--- Dataset records on where objects are located ---
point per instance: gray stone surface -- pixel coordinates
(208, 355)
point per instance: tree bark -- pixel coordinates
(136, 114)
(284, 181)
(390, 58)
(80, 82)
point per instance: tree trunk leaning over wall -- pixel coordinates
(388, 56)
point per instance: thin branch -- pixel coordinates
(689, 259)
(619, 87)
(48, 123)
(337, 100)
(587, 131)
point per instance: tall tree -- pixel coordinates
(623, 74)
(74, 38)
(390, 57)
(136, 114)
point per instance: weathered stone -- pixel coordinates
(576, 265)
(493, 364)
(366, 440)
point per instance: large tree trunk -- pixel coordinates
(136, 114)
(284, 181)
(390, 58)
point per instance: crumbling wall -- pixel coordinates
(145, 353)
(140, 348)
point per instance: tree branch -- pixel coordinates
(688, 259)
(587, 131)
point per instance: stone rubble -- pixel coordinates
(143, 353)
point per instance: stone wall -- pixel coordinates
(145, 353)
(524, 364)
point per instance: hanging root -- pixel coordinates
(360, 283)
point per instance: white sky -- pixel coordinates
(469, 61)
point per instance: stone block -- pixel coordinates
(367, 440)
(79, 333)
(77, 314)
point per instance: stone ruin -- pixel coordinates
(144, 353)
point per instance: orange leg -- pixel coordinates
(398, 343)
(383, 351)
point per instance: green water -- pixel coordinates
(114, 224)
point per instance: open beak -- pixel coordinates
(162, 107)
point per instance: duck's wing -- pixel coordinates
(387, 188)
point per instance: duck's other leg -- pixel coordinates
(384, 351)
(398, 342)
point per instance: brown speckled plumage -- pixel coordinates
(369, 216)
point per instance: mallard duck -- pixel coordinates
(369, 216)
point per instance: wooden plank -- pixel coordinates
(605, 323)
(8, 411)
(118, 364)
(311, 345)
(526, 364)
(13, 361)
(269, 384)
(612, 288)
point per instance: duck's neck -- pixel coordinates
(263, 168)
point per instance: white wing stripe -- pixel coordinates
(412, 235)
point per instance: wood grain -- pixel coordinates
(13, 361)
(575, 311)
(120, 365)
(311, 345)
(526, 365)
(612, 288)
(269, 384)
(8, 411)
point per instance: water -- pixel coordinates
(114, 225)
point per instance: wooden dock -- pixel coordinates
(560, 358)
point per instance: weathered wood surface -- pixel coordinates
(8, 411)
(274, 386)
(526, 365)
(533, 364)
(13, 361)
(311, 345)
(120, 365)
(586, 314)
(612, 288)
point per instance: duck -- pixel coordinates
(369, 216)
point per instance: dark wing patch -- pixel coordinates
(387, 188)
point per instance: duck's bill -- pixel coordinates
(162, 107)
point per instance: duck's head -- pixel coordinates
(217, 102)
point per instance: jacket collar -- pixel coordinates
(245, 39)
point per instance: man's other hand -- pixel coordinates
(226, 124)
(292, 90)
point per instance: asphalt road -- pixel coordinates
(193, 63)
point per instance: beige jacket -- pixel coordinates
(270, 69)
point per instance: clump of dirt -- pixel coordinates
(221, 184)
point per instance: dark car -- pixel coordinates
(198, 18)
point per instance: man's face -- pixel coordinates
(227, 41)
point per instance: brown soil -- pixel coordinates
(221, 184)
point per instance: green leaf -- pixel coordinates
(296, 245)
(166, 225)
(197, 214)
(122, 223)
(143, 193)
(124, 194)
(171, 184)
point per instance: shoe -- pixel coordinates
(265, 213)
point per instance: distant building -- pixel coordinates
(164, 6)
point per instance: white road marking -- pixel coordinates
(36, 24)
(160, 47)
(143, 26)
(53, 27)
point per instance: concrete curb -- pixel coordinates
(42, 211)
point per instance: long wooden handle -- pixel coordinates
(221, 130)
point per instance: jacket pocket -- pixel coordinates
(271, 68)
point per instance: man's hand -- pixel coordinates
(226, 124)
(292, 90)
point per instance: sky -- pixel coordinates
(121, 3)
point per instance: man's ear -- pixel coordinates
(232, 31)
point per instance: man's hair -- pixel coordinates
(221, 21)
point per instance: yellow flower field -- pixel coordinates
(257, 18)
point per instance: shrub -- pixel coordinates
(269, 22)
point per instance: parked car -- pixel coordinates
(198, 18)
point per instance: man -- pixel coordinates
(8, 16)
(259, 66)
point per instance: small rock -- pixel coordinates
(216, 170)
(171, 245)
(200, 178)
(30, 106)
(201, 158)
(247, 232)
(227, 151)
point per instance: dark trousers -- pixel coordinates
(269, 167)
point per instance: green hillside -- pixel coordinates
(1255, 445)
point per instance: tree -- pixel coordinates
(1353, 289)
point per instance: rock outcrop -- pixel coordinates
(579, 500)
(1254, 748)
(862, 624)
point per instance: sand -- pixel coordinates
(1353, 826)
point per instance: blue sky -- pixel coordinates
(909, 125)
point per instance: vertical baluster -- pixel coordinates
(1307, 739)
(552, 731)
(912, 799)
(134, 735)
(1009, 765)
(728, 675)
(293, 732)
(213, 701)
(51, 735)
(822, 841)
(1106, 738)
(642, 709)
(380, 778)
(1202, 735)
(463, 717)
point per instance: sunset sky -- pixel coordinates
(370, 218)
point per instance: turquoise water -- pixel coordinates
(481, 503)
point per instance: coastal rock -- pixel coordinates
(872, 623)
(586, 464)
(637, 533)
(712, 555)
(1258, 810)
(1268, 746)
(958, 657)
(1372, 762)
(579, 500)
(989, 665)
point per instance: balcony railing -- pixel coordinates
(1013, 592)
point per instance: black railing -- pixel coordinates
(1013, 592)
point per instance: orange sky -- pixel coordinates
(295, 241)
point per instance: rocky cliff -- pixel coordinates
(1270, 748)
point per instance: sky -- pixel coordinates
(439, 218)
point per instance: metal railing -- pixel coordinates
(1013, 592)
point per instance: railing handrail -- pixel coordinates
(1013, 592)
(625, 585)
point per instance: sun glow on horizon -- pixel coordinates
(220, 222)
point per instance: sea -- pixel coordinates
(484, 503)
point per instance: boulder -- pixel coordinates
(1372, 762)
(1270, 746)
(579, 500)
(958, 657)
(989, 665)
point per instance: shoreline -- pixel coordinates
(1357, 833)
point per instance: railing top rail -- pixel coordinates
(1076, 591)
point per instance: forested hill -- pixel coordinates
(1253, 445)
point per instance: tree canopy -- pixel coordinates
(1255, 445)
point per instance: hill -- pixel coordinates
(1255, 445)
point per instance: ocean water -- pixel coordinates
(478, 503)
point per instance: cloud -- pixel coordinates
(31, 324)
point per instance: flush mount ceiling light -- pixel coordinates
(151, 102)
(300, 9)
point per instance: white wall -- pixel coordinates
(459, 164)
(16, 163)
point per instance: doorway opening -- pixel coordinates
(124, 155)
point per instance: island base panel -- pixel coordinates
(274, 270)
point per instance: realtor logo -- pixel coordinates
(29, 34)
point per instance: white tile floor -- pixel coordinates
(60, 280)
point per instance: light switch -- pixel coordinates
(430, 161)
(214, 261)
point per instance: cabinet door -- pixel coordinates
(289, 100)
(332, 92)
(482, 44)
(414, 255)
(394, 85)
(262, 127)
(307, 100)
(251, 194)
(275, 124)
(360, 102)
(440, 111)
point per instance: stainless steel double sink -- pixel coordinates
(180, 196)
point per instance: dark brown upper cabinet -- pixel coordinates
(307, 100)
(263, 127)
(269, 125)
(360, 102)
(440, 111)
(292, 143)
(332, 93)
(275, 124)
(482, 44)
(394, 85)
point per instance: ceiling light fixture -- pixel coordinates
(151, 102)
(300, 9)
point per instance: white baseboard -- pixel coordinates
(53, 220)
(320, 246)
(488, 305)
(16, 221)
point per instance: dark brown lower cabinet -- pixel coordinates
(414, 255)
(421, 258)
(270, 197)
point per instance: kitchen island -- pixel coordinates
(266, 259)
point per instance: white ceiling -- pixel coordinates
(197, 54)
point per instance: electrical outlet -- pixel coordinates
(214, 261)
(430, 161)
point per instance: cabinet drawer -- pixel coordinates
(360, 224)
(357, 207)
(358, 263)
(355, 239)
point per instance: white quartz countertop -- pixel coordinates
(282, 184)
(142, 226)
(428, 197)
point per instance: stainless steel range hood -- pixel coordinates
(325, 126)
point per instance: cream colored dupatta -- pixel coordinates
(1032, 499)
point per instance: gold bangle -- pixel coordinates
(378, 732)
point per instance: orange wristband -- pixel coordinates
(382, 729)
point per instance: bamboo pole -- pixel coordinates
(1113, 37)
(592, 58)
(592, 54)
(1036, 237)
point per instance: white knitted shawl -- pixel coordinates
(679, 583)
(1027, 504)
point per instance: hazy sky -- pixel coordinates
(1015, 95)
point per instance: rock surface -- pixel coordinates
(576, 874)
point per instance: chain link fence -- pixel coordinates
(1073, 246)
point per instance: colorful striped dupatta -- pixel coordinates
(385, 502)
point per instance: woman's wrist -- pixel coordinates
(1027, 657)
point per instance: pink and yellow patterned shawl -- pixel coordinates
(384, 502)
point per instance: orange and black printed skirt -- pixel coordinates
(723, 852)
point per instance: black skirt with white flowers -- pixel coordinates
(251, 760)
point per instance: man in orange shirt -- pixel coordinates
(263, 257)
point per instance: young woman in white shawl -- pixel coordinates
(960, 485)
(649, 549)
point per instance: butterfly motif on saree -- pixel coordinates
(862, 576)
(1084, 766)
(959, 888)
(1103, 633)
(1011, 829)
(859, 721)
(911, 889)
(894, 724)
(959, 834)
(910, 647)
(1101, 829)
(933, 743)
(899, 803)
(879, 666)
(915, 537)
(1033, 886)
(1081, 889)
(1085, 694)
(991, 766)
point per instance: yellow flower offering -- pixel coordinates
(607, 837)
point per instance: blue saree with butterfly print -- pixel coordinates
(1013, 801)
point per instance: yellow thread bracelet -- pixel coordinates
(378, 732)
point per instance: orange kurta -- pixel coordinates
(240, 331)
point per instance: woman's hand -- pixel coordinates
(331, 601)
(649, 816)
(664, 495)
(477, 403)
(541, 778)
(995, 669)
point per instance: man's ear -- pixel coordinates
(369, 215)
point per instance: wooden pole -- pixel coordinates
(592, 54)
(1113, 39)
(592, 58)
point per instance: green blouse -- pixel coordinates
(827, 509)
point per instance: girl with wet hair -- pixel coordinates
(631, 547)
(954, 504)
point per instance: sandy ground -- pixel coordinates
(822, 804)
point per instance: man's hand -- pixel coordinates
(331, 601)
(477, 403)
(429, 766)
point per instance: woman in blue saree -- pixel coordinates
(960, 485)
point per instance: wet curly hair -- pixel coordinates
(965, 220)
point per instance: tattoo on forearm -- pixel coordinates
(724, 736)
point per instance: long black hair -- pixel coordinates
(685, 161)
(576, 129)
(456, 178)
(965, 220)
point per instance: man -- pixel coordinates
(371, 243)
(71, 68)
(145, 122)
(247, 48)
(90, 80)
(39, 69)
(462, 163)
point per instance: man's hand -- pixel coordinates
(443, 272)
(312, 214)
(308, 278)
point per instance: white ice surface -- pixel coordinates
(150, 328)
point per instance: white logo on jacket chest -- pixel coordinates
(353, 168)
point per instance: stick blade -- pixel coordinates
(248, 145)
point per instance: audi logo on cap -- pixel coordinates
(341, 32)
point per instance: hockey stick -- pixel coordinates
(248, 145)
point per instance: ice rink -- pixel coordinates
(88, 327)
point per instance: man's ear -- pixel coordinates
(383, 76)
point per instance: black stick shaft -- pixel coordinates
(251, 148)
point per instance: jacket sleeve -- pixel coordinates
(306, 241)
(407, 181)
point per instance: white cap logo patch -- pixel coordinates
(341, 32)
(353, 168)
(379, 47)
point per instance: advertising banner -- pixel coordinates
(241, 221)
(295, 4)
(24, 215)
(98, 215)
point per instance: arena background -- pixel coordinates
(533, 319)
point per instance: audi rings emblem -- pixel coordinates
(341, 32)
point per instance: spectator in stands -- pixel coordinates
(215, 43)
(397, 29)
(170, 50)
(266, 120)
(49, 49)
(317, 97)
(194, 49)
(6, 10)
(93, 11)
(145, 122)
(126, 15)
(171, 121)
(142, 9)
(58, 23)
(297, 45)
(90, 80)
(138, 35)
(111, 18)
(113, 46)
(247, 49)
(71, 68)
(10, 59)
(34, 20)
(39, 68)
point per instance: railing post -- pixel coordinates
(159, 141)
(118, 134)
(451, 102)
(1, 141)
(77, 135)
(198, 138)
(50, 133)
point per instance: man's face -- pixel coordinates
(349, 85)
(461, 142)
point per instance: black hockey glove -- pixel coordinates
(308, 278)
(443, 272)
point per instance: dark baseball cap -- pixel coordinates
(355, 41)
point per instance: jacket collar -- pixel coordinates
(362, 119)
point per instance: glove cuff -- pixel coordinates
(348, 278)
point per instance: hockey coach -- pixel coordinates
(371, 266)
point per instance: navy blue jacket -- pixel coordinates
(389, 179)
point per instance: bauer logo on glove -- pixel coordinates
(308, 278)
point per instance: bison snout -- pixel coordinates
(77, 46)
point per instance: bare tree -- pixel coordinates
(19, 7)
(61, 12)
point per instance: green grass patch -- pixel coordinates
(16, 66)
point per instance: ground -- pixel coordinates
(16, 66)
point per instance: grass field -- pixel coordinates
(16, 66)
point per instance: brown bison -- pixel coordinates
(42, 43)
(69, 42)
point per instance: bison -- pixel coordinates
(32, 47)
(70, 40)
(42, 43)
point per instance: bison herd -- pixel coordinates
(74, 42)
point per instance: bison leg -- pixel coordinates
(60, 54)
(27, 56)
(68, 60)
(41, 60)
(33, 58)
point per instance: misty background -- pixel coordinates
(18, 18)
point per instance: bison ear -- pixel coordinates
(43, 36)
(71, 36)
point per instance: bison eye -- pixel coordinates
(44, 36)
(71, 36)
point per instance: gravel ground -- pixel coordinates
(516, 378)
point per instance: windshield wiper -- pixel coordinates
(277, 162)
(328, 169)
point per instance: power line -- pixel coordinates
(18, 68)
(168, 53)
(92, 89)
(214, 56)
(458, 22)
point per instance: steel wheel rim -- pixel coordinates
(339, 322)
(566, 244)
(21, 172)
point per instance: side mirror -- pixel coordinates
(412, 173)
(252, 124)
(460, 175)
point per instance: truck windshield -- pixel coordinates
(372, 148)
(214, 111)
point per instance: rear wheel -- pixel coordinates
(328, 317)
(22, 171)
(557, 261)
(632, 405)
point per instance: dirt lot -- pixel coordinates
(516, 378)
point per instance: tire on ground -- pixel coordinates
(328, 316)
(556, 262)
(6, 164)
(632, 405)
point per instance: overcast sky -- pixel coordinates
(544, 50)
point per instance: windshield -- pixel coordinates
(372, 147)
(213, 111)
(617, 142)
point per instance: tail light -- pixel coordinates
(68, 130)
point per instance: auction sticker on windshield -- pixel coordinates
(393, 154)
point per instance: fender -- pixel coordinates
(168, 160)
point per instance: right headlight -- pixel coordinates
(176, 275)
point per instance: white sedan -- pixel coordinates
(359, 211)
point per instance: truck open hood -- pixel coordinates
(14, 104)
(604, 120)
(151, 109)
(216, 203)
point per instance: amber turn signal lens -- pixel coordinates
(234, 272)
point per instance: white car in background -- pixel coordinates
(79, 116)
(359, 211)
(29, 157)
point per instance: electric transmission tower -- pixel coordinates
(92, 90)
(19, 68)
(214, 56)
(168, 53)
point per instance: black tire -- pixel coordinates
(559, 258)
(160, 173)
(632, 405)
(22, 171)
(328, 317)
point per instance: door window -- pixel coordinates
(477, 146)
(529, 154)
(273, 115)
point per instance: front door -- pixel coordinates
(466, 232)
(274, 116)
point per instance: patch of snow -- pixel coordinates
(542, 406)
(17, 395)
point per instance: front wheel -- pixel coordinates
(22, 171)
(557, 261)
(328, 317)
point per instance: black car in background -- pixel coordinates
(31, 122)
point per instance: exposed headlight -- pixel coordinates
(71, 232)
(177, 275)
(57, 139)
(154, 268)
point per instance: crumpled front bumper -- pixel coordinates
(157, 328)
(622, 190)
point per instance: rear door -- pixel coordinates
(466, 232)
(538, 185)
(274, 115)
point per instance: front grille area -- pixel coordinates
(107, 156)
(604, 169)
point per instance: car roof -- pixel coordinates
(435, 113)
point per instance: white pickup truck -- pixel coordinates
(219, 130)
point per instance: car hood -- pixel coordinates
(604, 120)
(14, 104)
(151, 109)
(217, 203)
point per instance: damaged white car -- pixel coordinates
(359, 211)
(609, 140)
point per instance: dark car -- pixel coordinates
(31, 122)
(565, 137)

--- Problem details ---
Output as a JSON list of strings the lines of the records starting at the line containing "point per instance: cream" and ending at the line containing "(1027, 504)", both included. Give one string per line and omit any blank lines.

--- Task solution ---
[
  "point per instance: cream colored dupatta -- pixel coordinates",
  "(1032, 499)",
  "point per instance: gold bangle -- pixel coordinates",
  "(378, 732)",
  "point per instance: orange wristband -- pixel coordinates",
  "(382, 729)",
  "point per instance: bamboo pole -- pixel coordinates",
  "(1113, 37)",
  "(592, 58)",
  "(592, 54)",
  "(1036, 237)",
  "point per instance: white knitted shawl -- pixel coordinates",
  "(679, 583)",
  "(1027, 504)"
]